(EXERCISE GOAL) Quote the following material verbatim and in its entirety, from the first line through the last.

(SOURCE DATA)
>> start
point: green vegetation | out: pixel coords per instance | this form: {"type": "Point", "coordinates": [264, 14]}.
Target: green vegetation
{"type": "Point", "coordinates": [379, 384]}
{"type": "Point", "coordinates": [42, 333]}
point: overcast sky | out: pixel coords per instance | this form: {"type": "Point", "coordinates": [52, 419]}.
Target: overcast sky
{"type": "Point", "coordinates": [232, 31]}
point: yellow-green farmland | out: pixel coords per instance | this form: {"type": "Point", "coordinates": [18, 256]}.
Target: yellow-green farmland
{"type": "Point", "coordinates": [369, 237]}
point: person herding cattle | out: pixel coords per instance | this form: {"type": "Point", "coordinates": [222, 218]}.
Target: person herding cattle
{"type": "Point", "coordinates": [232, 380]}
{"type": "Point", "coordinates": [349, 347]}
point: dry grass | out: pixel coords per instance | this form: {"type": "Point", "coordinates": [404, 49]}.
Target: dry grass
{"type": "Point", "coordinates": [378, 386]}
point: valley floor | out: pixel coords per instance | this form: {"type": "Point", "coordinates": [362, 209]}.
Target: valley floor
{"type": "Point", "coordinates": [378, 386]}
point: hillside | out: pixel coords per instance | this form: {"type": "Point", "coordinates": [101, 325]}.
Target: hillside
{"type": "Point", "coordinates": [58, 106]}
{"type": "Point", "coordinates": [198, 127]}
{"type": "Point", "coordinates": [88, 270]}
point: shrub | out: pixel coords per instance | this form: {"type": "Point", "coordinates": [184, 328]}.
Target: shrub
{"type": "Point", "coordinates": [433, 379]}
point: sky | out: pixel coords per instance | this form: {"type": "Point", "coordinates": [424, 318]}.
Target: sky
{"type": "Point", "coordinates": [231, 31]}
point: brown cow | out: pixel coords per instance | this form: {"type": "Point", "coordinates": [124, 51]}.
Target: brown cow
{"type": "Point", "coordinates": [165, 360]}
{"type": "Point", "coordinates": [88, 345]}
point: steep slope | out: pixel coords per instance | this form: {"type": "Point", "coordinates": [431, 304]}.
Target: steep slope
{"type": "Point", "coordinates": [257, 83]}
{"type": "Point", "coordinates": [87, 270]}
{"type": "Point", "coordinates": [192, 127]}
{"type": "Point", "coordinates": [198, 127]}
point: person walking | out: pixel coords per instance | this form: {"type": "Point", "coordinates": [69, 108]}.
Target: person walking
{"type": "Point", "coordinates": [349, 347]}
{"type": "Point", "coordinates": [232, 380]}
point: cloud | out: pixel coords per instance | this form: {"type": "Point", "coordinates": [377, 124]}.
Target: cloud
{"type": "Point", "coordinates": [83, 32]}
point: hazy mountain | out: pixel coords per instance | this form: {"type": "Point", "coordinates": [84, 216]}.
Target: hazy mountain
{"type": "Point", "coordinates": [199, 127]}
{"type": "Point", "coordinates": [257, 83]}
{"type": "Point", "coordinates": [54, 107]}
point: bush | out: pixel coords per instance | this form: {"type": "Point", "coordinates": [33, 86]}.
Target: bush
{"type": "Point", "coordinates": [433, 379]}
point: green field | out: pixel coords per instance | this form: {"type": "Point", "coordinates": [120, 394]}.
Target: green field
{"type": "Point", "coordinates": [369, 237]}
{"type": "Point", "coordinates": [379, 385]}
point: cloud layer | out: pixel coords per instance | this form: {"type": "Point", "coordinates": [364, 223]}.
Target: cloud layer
>> end
(OUTPUT OF THE TASK)
point: green vegetation | out: pixel coords per instance | this form: {"type": "Point", "coordinates": [264, 14]}.
Target: green vegetation
{"type": "Point", "coordinates": [379, 384]}
{"type": "Point", "coordinates": [42, 333]}
point: overcast sky | out: pixel coords per instance | this form: {"type": "Point", "coordinates": [52, 419]}.
Target: overcast sky
{"type": "Point", "coordinates": [232, 31]}
point: yellow-green farmland | out: pixel coords per instance | this form: {"type": "Point", "coordinates": [18, 256]}.
Target: yellow-green farmland
{"type": "Point", "coordinates": [369, 237]}
point: person herding cattle | out: pixel coords per instance | this form: {"type": "Point", "coordinates": [222, 218]}.
Target: person herding cattle
{"type": "Point", "coordinates": [232, 380]}
{"type": "Point", "coordinates": [349, 347]}
point: dry grass | out: pixel coords per instance | this form: {"type": "Point", "coordinates": [404, 49]}.
Target: dry grass
{"type": "Point", "coordinates": [378, 386]}
point: valley floor | out: pixel coords per instance | this form: {"type": "Point", "coordinates": [362, 209]}.
Target: valley floor
{"type": "Point", "coordinates": [378, 386]}
point: hillside | out: pixel coords per instance | this form: {"type": "Point", "coordinates": [101, 325]}.
Target: hillside
{"type": "Point", "coordinates": [58, 106]}
{"type": "Point", "coordinates": [198, 127]}
{"type": "Point", "coordinates": [88, 270]}
point: shrub | out: pixel coords per instance | this form: {"type": "Point", "coordinates": [184, 328]}.
Target: shrub
{"type": "Point", "coordinates": [433, 379]}
point: sky | out: pixel coords per instance | this form: {"type": "Point", "coordinates": [424, 318]}.
Target: sky
{"type": "Point", "coordinates": [231, 31]}
point: brown cow | out: pixel coords per instance | this form: {"type": "Point", "coordinates": [124, 51]}.
Target: brown cow
{"type": "Point", "coordinates": [165, 360]}
{"type": "Point", "coordinates": [88, 345]}
point: steep slope | out: pixel coords per instance | this form: {"type": "Point", "coordinates": [431, 304]}.
Target: steep slope
{"type": "Point", "coordinates": [257, 83]}
{"type": "Point", "coordinates": [87, 270]}
{"type": "Point", "coordinates": [192, 127]}
{"type": "Point", "coordinates": [198, 127]}
point: person walking | out: pixel coords per instance | this form: {"type": "Point", "coordinates": [69, 108]}.
Target: person walking
{"type": "Point", "coordinates": [349, 347]}
{"type": "Point", "coordinates": [232, 380]}
point: cloud | out: pixel coords per instance | this form: {"type": "Point", "coordinates": [377, 124]}.
Target: cloud
{"type": "Point", "coordinates": [83, 32]}
point: hazy mountain | out: pixel coords per instance | this form: {"type": "Point", "coordinates": [84, 216]}.
Target: hazy mountain
{"type": "Point", "coordinates": [199, 127]}
{"type": "Point", "coordinates": [257, 83]}
{"type": "Point", "coordinates": [54, 107]}
point: bush | out: pixel coords per instance | this form: {"type": "Point", "coordinates": [33, 86]}.
Target: bush
{"type": "Point", "coordinates": [433, 379]}
point: green field | out: pixel coords per instance | this form: {"type": "Point", "coordinates": [120, 394]}.
Target: green field
{"type": "Point", "coordinates": [369, 237]}
{"type": "Point", "coordinates": [379, 385]}
point: cloud layer | out: pixel coords per instance | this form: {"type": "Point", "coordinates": [364, 223]}.
Target: cloud layer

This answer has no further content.